*DIRECTION:*
Write out every line of the data below word for word, leaving out the pictures.

-- RECORDS PROVIDED start --

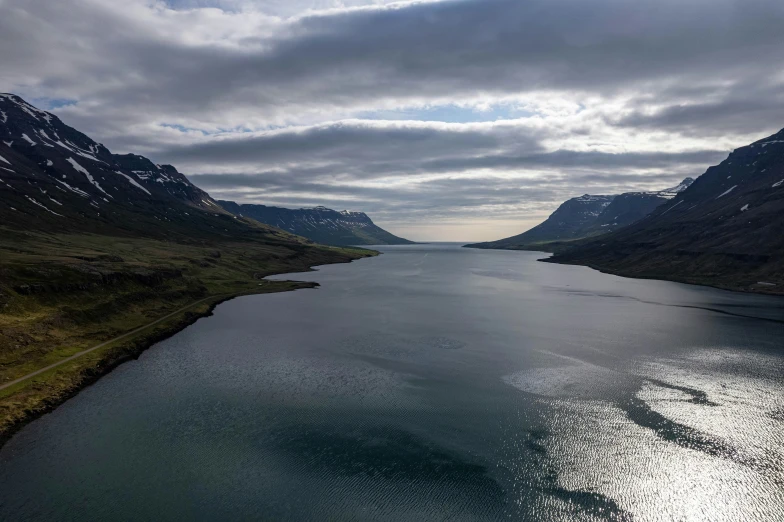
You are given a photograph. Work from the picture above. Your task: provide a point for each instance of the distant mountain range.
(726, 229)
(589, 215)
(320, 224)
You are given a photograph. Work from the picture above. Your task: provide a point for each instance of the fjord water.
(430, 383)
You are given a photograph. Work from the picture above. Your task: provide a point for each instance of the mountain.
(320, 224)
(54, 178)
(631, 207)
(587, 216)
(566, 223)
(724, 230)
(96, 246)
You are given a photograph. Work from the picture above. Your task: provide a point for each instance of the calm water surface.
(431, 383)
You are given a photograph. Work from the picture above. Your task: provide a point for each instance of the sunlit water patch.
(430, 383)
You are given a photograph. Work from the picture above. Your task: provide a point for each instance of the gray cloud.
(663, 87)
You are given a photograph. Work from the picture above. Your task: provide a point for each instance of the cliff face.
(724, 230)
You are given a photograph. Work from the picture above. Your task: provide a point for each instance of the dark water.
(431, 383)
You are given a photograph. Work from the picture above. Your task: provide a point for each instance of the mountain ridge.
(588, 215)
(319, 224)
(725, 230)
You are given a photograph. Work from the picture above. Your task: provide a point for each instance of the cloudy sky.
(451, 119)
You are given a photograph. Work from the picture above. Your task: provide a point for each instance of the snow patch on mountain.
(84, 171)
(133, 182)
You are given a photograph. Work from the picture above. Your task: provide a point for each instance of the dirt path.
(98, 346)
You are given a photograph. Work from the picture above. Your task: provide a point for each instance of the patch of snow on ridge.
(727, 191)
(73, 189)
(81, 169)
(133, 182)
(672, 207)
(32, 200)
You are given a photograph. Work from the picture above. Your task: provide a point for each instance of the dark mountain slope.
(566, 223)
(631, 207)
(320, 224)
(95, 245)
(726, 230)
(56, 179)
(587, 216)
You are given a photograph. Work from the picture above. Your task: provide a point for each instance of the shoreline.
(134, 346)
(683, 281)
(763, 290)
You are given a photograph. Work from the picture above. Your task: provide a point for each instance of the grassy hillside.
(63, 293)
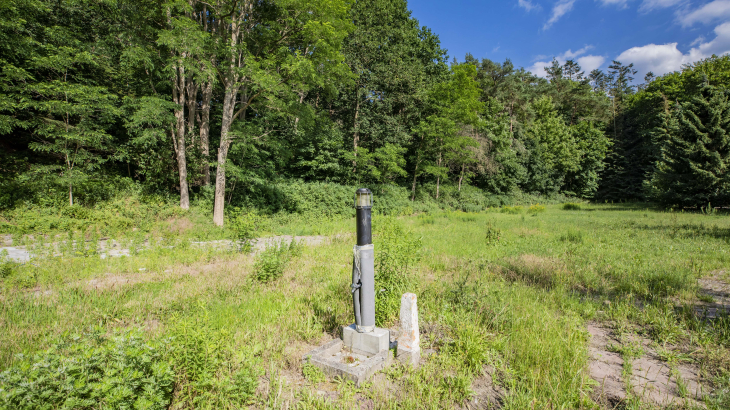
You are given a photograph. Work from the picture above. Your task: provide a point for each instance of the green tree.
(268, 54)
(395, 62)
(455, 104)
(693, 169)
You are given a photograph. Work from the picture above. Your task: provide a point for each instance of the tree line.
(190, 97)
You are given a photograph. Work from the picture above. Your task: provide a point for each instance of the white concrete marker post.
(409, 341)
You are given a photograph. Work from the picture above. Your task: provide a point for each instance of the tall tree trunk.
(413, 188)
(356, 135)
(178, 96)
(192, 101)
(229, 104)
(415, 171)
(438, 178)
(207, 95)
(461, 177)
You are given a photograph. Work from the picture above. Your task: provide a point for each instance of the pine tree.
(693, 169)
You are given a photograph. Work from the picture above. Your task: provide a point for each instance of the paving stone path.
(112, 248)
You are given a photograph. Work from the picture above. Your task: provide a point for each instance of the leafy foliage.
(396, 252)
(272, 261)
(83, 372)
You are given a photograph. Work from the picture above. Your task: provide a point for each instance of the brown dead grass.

-- RECORDS PROVIDED end --

*SOLUTION TO THIS EXERCISE:*
You are given a photograph. Work from the picture above. Your task: provide a point for each instance of the distant mountain range.
(726, 229)
(589, 215)
(320, 224)
You are given a photograph. Work from the picture above. Your task: provide a point for each instance of the fjord water.
(430, 383)
You are given a photograph. Work from the picture above. Your task: provide a point for each instance of the mountain.
(320, 224)
(54, 178)
(631, 207)
(587, 216)
(566, 223)
(724, 230)
(96, 246)
You are given a photograph. Work from the picture above. Your task: provide a point for each instance of the calm water surface.
(431, 383)
You are given a photograph. Work from the picture above. Your task: provide a point for each instance of the sunlit water patch.
(430, 383)
You are given a photograph. Work from the picture above. Your task: provide a point for each instance of the gray cloud.
(663, 87)
You are given a photograph. Work from the picture above. Your task: provide a point for each instance of the cliff face.
(724, 230)
You are given a photograph. Work from the picture above. Your task: provide a point for each instance of the dark water.
(431, 383)
You are given a photograph. Work from the picture above. Your task: provide a point for each instance of the mountain ridge.
(588, 215)
(319, 224)
(725, 230)
You are given a photograph. Work from the picture above. Your task: provide a point for each instance of the cloudy sky.
(451, 119)
You are given a photograph. Work from the picture above. Your task: provide a point for each instance of the snow patch on mountain.
(84, 171)
(133, 182)
You are given a photograph. Work from the picture above. Your task: provide a point for each instance of the dirt path.
(98, 346)
You are given a photograph. Work from the picture above. Your task: provide a point for each instance of the patch of snow on ridge.
(727, 191)
(73, 189)
(81, 169)
(133, 182)
(672, 207)
(32, 200)
You are given a photograph. Work from the picture above. Your task: provide a point for each instance of the dark mountain slope.
(566, 223)
(631, 207)
(320, 224)
(95, 245)
(726, 230)
(56, 179)
(587, 216)
You are given a photograph. Work from the picture above. Your task: provide a point for each instance of the shoreline.
(134, 346)
(683, 281)
(763, 290)
You are given a photograph. Work from the picture above. Your task: provide a point for each instance of the grassy hillside.
(63, 293)
You are given a photograph. Work from the picture above. Your task: provide a point for each instance of the green tree.
(268, 54)
(395, 62)
(455, 104)
(693, 169)
You are given a photograph. Work from the picture above. Your task: provide a point for each instance of the tree line.
(190, 97)
You are given a photograph. Work from the picture above. Your task: provide a point for each instance of the white concrete marker post.
(409, 341)
You are given a photograph. Work from the picture above. Your task: provide a point for each instance of the tall tree trunk.
(413, 188)
(356, 135)
(178, 96)
(192, 101)
(229, 104)
(415, 171)
(438, 178)
(207, 95)
(461, 177)
You are given a photograph. Work from the picture above. Your task: provide a point for each instance of the pine tree.
(693, 169)
You are given a photograph. Work from the picture above. Your task: provide a point for each instance of the paving stone path.
(112, 248)
You are given a photograph. Work from the picture above. Your task: provide a point for each instance of the leafy foliage.
(396, 252)
(272, 261)
(83, 372)
You are given a photograph. Work from the picture above. Your task: provide a point for each instance of the brown dead grass.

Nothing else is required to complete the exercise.